:: Input ::
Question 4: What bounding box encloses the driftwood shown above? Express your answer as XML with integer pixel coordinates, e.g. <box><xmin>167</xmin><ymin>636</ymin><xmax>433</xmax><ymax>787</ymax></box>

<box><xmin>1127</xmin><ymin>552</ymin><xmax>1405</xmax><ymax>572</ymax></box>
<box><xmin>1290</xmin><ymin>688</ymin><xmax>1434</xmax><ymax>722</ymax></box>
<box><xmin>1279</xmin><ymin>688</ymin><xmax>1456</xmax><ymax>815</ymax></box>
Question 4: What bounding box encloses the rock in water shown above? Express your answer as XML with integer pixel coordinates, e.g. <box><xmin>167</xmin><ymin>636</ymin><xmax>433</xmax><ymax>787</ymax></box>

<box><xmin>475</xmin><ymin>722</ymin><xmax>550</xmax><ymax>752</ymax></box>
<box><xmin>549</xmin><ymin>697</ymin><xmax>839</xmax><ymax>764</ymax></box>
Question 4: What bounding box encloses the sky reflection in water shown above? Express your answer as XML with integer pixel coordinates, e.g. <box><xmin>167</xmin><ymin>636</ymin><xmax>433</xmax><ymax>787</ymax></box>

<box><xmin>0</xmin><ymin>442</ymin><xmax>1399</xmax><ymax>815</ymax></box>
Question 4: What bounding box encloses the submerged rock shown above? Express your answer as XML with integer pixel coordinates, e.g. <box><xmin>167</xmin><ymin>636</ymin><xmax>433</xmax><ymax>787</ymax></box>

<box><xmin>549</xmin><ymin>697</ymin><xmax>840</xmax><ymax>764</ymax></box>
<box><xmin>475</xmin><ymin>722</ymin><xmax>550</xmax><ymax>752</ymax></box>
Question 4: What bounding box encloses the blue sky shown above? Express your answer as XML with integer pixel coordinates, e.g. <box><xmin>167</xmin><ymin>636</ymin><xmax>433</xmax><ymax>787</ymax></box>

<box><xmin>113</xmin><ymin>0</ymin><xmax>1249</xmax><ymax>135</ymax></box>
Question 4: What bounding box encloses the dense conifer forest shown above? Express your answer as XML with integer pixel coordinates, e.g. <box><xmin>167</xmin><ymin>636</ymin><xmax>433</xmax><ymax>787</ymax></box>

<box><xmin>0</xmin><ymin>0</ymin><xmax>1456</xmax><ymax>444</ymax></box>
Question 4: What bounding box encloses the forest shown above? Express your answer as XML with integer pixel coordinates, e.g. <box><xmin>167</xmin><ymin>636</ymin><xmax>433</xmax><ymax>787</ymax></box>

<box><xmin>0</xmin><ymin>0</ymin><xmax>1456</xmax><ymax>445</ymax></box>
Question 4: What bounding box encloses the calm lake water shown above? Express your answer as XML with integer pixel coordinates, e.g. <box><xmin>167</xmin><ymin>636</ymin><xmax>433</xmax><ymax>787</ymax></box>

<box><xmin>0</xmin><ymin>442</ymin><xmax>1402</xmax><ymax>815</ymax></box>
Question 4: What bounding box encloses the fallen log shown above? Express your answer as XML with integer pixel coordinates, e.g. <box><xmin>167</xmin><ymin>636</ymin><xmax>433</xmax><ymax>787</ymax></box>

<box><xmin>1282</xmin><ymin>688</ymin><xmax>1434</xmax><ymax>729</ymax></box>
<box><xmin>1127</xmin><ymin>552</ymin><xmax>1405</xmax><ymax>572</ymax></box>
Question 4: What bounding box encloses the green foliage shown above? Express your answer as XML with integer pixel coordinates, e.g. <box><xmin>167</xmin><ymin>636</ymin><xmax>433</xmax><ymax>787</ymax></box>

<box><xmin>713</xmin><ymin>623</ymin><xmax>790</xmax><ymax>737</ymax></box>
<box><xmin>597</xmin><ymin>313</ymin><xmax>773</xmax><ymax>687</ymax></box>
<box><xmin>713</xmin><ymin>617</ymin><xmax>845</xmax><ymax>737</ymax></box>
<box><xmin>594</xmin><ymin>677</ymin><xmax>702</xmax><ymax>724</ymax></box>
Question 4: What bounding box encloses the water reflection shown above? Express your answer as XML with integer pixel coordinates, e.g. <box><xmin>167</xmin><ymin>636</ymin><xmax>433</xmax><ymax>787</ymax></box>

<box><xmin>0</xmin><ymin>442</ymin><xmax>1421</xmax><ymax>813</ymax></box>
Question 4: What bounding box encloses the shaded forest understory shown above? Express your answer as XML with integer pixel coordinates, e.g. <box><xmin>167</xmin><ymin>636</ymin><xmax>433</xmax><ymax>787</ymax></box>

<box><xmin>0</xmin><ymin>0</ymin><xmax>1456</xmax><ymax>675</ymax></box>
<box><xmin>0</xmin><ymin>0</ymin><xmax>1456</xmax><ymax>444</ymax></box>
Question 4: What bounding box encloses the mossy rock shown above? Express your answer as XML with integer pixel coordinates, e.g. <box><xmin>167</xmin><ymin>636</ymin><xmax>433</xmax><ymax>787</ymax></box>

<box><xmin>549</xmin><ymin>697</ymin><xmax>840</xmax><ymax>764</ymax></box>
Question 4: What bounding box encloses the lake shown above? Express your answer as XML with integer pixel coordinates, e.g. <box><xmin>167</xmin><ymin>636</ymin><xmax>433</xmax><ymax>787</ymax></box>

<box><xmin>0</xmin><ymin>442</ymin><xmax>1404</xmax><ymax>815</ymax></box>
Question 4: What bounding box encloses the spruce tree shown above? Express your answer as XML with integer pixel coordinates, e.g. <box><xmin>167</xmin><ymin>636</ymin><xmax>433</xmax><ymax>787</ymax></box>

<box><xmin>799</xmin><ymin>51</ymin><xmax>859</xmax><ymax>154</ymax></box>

:: Your instructions ::
Identify every line above that contains the word "submerged" and copy each of those lines.

:: Exercise answer ::
Question 4: What bounding box encloses the submerged rock shown above? Express your answer as XML with integer pixel coordinates, e.g. <box><xmin>167</xmin><ymin>636</ymin><xmax>433</xmax><ymax>787</ymax></box>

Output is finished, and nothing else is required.